### The request
Go through the entries below and write each one out exactly.

— BEGIN Entries provided —

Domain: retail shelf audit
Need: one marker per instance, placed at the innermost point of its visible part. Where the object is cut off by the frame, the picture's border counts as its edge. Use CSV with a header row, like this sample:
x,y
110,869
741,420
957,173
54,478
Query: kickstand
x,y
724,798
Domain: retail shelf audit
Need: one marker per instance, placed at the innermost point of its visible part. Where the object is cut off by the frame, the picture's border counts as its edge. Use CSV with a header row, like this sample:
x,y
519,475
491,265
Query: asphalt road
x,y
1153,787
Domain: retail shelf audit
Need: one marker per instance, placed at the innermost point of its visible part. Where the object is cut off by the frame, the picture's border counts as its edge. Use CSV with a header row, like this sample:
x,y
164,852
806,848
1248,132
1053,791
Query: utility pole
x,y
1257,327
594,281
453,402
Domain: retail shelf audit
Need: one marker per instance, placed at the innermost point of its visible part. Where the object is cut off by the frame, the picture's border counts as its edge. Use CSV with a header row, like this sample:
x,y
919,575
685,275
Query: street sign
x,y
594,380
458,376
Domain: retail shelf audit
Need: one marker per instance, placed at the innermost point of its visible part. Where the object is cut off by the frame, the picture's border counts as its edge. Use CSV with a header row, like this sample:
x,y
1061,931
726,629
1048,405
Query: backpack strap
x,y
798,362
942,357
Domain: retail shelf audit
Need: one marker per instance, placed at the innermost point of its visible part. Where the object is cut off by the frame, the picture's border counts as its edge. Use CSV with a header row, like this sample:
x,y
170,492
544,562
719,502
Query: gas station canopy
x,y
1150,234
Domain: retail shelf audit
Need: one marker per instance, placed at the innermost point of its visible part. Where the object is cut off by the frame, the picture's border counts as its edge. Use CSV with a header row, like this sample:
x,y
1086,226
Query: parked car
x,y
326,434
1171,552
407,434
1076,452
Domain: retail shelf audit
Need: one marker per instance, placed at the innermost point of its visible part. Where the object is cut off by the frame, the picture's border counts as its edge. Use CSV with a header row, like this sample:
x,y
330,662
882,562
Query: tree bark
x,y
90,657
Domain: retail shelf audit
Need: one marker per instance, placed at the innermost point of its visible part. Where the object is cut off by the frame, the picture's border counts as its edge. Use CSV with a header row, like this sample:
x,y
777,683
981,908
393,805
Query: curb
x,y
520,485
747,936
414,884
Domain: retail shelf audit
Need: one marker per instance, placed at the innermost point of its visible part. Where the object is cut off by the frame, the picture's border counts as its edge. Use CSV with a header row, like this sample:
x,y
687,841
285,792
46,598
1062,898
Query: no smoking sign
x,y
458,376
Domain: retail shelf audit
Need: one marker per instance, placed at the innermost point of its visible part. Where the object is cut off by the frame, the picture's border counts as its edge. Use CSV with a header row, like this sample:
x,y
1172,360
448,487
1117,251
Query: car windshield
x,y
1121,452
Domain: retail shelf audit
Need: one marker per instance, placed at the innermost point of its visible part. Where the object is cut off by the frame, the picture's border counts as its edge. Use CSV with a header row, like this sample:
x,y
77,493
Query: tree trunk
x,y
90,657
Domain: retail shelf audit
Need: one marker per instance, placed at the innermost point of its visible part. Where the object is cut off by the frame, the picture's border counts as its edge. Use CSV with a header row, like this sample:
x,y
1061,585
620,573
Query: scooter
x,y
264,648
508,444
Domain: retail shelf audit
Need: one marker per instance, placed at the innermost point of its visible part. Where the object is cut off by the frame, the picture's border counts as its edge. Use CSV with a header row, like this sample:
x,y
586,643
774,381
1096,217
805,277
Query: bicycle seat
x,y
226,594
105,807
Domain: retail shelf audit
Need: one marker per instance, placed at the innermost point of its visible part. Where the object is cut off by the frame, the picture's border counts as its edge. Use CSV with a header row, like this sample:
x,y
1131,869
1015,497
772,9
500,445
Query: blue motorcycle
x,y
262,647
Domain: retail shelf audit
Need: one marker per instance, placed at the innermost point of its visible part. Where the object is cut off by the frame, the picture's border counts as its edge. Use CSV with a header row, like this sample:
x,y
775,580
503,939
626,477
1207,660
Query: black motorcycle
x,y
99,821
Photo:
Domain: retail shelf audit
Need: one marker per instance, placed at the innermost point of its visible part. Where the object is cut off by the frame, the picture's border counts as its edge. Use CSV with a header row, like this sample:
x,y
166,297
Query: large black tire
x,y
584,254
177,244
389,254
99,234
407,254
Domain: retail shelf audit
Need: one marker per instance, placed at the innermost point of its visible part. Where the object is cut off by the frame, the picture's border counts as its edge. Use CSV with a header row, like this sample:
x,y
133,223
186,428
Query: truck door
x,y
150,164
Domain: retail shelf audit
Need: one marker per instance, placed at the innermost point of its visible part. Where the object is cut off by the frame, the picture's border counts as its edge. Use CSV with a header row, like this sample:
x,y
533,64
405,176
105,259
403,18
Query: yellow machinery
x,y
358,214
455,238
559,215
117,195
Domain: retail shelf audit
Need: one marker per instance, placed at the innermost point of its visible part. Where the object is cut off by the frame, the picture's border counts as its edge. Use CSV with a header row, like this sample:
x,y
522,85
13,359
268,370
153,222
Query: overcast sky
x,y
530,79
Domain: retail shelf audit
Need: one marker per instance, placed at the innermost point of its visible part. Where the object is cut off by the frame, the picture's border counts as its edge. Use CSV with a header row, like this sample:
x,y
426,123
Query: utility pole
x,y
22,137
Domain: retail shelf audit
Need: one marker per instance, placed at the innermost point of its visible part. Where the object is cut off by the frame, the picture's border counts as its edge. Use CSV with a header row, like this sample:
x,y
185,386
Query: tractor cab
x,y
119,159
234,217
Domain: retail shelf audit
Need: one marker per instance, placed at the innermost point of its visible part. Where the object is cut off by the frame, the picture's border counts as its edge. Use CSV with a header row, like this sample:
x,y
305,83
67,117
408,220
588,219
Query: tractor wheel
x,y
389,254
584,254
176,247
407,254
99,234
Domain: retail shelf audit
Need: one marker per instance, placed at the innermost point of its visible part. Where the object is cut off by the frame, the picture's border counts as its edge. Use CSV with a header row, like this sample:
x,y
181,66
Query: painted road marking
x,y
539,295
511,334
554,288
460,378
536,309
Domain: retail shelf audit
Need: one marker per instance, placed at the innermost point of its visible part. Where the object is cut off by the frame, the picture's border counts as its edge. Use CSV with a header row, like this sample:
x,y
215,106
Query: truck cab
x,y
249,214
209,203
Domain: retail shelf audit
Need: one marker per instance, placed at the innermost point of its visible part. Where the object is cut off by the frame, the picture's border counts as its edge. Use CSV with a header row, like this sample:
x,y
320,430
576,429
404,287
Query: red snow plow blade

— END Entries provided —

### Reply
Domain: retail shelf audit
Need: one marker per instance, placed at the innermost point of its visible part. Where the object is cut off by the frame, the picture's border counts as its edge. Use CSV with a header row, like this sample:
x,y
110,869
741,420
957,173
54,478
Query: kickstand
x,y
724,798
Domain: retail shelf audit
Need: one marker per instance, placed at the innermost point of its visible part. Where the object is cut off by the frame, the picture's border counts as its edge. Use CSV with a header row, like this sample:
x,y
519,475
491,265
Query: asphalt road
x,y
1153,787
Domain: retail shelf audit
Need: one marker per instance, placed at the innermost point of its visible part. Where the object is cut off by the frame, the picture's border counts as its edge. Use CSV with a header row, like this sample:
x,y
164,852
806,848
1248,132
1053,791
Query: utility pole
x,y
1257,327
594,281
453,402
Domain: retail shelf audit
Need: one marker per instance, placed at the innermost point of its visible part. Where the object is cut off by the frame, the picture's border counts as its edge. Use CSV with a header row, like this sample:
x,y
919,575
685,275
Query: street sign
x,y
594,380
458,376
Domain: retail shelf audit
Need: one marker per instance, placed at the innermost point of its visible part. Where the object is cut off by the frame, the picture's border counts as its edge. Use CSV with a header row, like this sample:
x,y
1061,931
726,629
1048,405
Query: backpack strap
x,y
798,362
942,357
Domain: retail shelf audit
Need: one marker per instance, placed at the innermost point of its visible part. Where the object is cut off by the frame, the picture's border counts as its edge. Use CSV with a header row, like this sample:
x,y
170,492
544,562
719,502
Query: gas station canopy
x,y
1150,234
Domain: retail shelf audit
Need: one marker per instance, placed at the innermost point of its visible part. Where the object is cut off by the frame, the picture's border counts as its edge. Use CSV with a header row, like this sample:
x,y
1086,226
Query: parked car
x,y
326,434
1171,552
407,434
1076,452
Domain: retail shelf audit
Need: one marker per instance, placed at the innermost point of its visible part. Where the object is cut off by the frame, the picture's border counts as its edge. Use CSV with a header row, like this sample:
x,y
330,662
882,562
Query: tree bark
x,y
90,657
Domain: retail shelf audit
Need: one marker per instance, placed at the innermost point of its visible part. Where the object is cut off by the frame, the picture's border counts as its edge. Use CSV with a header row, like this sample:
x,y
777,683
981,908
393,805
Query: curb
x,y
520,485
747,936
414,884
Domain: retail shelf audit
Need: one marker per instance, placed at the innermost point of its visible part. Where the object is cut off by the frame, the picture's border counts as its edge. Use CSV with a header row, like this sample:
x,y
687,841
285,792
46,598
1062,898
Query: no smoking sign
x,y
458,376
Domain: retail shelf audit
Need: one marker per instance, placed at the innermost point of its visible part. Where the object is cut off by the frame, the picture's border counts as its edge. Use CSV with a header row, like this sample:
x,y
1172,360
448,487
1117,251
Query: car windshield
x,y
1121,452
Domain: retail shelf audit
Need: one marker per instance, placed at the innermost point of its visible part. Where the object is cut off by the frame, the picture's border counts as its edge. Use CSV with a header row, like this sample:
x,y
77,493
Query: tree trunk
x,y
90,657
Domain: retail shelf audit
Need: one marker per instance, placed at the innermost point of its visible part. Where the object is cut off by the frame, the picture's border counts as its edge. Use CSV with a header row, like this sample:
x,y
1061,585
620,573
Query: scooter
x,y
264,648
508,444
Domain: retail shelf audit
Need: one marker per instance, placed at the innermost point of its visible part. Where the object is cut off by the frame, the picture's border counts as its edge. Use CSV with a header row, like this sample:
x,y
586,643
774,381
1096,217
805,277
Query: bicycle seat
x,y
226,594
105,807
Domain: retail shelf audit
Need: one marker per instance, placed at the innermost point of its visible part. Where the object is cut off by the frame, the picture's border counts as its edge. Use CSV with a header row, like this sample:
x,y
1131,869
1015,497
772,9
500,445
Query: blue motorcycle
x,y
262,647
Domain: retail shelf audit
Need: one marker per instance, placed at the innermost point of its visible part. Where the object is cut off by the frame, the picture's border counts as its edge. Use CSV with a header row, like this sample:
x,y
775,580
503,939
626,477
1207,660
Query: black motorcycle
x,y
99,821
Photo:
Domain: retail shelf audit
Need: one marker per instance, placed at the innermost point of its visible part. Where the object is cut off by the frame, the picture's border counts as its edge. Use CSV with a header row, like this sample:
x,y
166,297
Query: large black tire
x,y
584,254
177,244
389,254
99,234
407,254
Domain: retail shelf audit
Need: one marker per instance, placed at the innermost point of its visible part. Where the object is cut off by the frame, the picture's border counts as its edge. Use CSV with a header row, like this sample:
x,y
133,223
186,428
Query: truck door
x,y
150,164
Domain: retail shelf audit
Need: one marker per instance, placed at the innermost point of its visible part. Where the object is cut off by the frame, the picture's border counts as its edge. Use CSV with a header row, like this sample:
x,y
533,64
405,176
105,259
403,18
Query: yellow machinery
x,y
358,214
455,238
559,215
117,195
Domain: retail shelf audit
Need: one marker per instance, placed at the innermost point of its visible part. Where the object is cut off by the frame, the picture's border counts as its edge. Use CSV with a header row, like this sample:
x,y
522,85
13,359
268,370
153,222
Query: overcast sky
x,y
530,79
Domain: retail shelf audit
Need: one marker per instance, placed at the innermost point of its visible part. Where the object is cut off by the frame, the picture's border counts as its edge. Use CSV with a header row, like this sample:
x,y
426,123
Query: utility pole
x,y
22,137
Domain: retail shelf audit
Need: one marker per instance, placed at the innermost point of its visible part. Where the object is cut off by the frame, the picture's border counts as its edge. Use CSV with a header row, like this sample:
x,y
185,386
Query: tractor cab
x,y
119,159
234,217
Domain: retail shelf audit
Need: one marker per instance, placed at the innermost point of its visible part. Where the object is cut off by the frame, the picture's border counts as its edge. Use CSV with a header row, like this sample:
x,y
305,83
67,117
408,220
588,219
Query: tractor wheel
x,y
389,254
584,254
176,247
407,254
99,234
Domain: retail shelf audit
Need: one marker per instance, placed at the innermost point of its visible part. Where the object is cut off by the frame, the picture's border counts as its edge. Use CSV with a header row, like this sample:
x,y
181,66
Query: painted road marking
x,y
539,295
511,334
554,288
460,378
536,309
Domain: retail shelf audit
Need: one marker per instance, placed at the innermost point of its visible part. Where the object is cut off by the frame, the picture's border counts as its edge. Use CSV with a header row, like this sample:
x,y
215,106
Query: truck cab
x,y
249,214
209,203
Domain: retail shelf audit
Need: one marker per instance, placed at the innermost point of its visible part. Where the object is cut off by the frame, the picture's border counts as its edge. Use CSV with a header row, like this sample:
x,y
320,430
576,429
404,287
Query: red snow plow blade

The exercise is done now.